> Work order 1
Print everything in the palliative care passage from "In between visits" down to "perfected their language.".
> Work order 2
In the palliative care passage, where did the narrator take bad news phone calls from the fertility clinic?
> Work order 3
Pick up the palliative care passage after its final sentence and keep writing.

> Text provided
★ ★ ★ ★ ★ ★ ★

In between visits to the clinic, I was learning to teach communication. In palliative care this is serious business, taught systematically, like learning the steps of a sterile procedure. We spent whole days in small groups, teaching the fellows to notice when a patient has an emotional response that will hijack their ability to process information. We reviewed NURSE and other communication acronyms, drawing them in bright colors on gigantic Post-It notes and sticking them on the walls. The fellows I was training practiced with actors who shouted about hopes for a miracle or begged for more chemotherapy. We scribbled notes and scrutinized missed emotion cues. We refined and perfected their language.

Before rounds many mornings, I left the house at dawn to line up with the other infertile women behind a metal gate, rushing to be first to sign in when the receptionist turned on the lights. On rounds I wrote down the words the fellow used to share information with the patients. In the same back hallway of the oncology unit where I took my own bad news phone calls from the fertility clinic, we went line by line through notes from family meetings. “I like how you started with a warning statement,” I would say, “and then you told the news so clearly and explained what it meant.”

★ ★ ★ ★ ★ ★ ★

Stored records
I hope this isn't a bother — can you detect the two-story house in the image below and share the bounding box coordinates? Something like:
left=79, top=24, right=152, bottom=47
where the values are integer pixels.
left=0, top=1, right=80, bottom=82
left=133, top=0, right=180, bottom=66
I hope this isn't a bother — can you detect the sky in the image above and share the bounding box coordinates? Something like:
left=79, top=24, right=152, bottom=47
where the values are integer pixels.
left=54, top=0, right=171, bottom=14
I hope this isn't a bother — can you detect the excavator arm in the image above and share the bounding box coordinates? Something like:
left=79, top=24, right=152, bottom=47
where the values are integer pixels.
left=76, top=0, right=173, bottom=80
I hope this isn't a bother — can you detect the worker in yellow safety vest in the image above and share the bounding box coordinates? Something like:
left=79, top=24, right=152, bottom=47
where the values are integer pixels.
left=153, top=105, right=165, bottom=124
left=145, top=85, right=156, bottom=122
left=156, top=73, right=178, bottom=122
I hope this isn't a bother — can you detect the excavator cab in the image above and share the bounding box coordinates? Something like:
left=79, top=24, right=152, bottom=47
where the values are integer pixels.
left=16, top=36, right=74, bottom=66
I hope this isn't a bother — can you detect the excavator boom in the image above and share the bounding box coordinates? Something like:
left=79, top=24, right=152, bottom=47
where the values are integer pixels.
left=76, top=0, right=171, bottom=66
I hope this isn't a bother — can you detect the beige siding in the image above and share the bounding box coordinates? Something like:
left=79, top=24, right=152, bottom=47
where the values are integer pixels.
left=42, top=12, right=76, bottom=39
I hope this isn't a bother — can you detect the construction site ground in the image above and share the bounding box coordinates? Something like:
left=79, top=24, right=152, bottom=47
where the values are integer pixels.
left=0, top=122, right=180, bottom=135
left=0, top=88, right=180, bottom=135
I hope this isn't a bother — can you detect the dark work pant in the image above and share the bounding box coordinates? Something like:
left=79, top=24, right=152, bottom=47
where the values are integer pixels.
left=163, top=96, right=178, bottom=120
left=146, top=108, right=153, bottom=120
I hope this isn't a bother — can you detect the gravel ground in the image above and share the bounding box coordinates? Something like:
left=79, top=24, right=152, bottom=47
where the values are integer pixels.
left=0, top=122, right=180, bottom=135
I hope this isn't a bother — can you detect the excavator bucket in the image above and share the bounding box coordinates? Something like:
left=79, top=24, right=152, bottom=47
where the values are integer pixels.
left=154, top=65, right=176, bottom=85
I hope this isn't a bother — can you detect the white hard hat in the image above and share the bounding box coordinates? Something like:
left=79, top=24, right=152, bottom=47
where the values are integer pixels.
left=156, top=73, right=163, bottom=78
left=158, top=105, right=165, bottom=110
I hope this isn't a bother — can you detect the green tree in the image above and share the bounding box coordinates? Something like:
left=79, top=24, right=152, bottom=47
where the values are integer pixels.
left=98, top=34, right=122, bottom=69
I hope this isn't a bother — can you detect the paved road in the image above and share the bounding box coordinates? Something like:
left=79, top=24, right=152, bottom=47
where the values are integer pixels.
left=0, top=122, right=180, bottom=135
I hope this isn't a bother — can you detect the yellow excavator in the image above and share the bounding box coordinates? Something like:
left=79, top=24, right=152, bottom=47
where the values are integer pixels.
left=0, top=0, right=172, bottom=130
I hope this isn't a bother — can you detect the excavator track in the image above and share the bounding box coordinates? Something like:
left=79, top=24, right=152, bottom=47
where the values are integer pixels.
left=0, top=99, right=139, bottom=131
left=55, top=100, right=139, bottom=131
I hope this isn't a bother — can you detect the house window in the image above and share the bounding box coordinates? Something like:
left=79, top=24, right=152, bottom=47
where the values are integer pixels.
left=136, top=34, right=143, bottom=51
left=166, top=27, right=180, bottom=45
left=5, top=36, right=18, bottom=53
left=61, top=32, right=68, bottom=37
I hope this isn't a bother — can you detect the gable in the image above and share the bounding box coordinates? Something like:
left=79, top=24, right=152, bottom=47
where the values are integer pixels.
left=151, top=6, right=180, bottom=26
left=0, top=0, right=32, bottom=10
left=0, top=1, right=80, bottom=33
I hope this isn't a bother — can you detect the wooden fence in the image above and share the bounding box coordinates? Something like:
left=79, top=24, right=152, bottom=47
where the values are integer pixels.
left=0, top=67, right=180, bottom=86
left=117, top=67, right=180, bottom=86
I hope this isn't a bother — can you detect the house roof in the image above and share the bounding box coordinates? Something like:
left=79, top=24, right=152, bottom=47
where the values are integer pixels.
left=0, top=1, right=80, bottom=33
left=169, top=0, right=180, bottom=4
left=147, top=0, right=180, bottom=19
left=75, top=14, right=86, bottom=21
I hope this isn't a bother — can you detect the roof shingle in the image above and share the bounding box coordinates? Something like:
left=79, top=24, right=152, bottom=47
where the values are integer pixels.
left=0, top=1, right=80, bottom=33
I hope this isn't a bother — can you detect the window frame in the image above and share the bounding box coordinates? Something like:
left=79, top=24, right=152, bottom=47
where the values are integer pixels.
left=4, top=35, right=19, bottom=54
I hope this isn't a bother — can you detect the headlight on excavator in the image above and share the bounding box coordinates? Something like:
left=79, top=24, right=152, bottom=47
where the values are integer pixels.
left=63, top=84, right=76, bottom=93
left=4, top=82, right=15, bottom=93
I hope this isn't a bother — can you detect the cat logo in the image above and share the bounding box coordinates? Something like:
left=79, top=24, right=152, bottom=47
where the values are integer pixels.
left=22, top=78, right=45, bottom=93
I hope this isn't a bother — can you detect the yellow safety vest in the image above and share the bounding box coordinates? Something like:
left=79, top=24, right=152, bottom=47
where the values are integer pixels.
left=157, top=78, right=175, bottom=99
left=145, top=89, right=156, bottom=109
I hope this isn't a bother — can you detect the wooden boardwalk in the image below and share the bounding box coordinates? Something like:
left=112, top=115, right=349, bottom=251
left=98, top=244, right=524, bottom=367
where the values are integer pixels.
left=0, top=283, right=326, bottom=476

★ ★ ★ ★ ★ ★ ★

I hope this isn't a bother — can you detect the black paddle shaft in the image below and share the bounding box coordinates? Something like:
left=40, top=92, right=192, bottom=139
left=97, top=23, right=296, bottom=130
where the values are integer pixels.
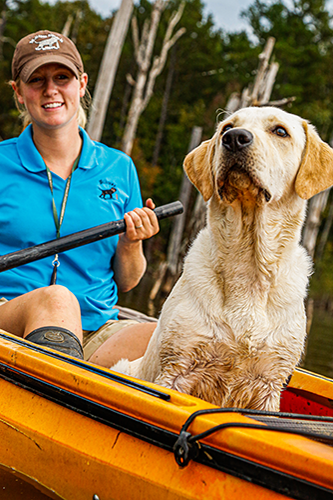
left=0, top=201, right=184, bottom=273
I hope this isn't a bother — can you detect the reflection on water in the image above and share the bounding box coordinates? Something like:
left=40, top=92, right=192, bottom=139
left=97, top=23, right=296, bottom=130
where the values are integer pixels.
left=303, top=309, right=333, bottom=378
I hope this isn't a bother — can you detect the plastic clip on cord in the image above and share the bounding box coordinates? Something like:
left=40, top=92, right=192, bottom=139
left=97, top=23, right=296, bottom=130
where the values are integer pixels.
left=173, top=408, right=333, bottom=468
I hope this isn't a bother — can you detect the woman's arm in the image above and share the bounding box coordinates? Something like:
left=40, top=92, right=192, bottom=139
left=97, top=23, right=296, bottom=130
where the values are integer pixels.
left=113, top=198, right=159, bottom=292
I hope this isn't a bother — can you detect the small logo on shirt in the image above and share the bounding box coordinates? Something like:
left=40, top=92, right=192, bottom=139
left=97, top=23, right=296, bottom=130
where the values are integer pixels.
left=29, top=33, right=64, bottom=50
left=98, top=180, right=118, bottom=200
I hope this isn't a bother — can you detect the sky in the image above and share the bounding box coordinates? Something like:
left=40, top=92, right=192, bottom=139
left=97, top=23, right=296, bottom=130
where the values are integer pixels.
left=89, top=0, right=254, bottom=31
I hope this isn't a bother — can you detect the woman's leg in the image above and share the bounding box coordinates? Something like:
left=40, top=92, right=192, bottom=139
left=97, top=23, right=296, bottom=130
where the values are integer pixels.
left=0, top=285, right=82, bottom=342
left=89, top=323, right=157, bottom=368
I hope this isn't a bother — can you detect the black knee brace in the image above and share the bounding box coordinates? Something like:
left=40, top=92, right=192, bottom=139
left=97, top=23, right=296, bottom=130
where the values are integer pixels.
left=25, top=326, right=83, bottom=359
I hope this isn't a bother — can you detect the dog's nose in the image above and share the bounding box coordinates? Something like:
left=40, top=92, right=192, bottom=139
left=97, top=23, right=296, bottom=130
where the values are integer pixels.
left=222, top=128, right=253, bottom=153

★ ★ ★ ★ ★ ★ ★

> Exercise output 1
In between visits to the clinic, I was learning to teach communication. In palliative care this is serious business, taught systematically, like learning the steps of a sterile procedure. We spent whole days in small groups, teaching the fellows to notice when a patient has an emotional response that will hijack their ability to process information. We reviewed NURSE and other communication acronyms, drawing them in bright colors on gigantic Post-It notes and sticking them on the walls. The fellows I was training practiced with actors who shouted about hopes for a miracle or begged for more chemotherapy. We scribbled notes and scrutinized missed emotion cues. We refined and perfected their language.

> Exercise output 2
In a back hallway of the oncology unit.

> Exercise output 3
NURSE made it possible to function at work with a serum estrogen level 100 times the upper limit of normal, crying randomly without provocation, and hoping no one would notice. “This must be so frustrating,” I could say to an angry daughter in the ICU, a little robotic but without needing to think too hard. “I can't imagine what that's like” to the fellow upset in my office about her surprise pregnancy, who hopefully did not notice the envy behind my rehearsed phrase. I tweaked the language my learners used with patients and was tempted to do the same at the fertility clinic.

When the tall doctor at the clinic who did not introduce himself offered to get a nurse to console me rather than try it on his own, I wished I could feed him a line. Can you think of a way to respond when the patient in front of you is devastated after hearing bad news, I could have asked him: How about “you seem upset”? Or “this must be difficult”? Or “I wish I had better news”? Do you want me to write some options on a giant Post-It note and stick it to the wall for next time?

Not everyone from the clinic needed a remedial course in communication. I secretly referred to my favorite reproductive endocrinologist as Dr. Fingernails because of her wild multicolored manicure that probably violated the hospital's guidelines. When it was her voice on the other end of the phone in the hallway, she didn't need any hints. “The results are not what we had hoped for,” she said as I paused rounds with my team. Nice warning statement, I wanted to tell her, standing feet away from my fellow who had just used a similar phrase. “This must be so disappointing.” The terrible news felt slightly less terrible, and my pounding heart slowed back to normal. We were on the same team.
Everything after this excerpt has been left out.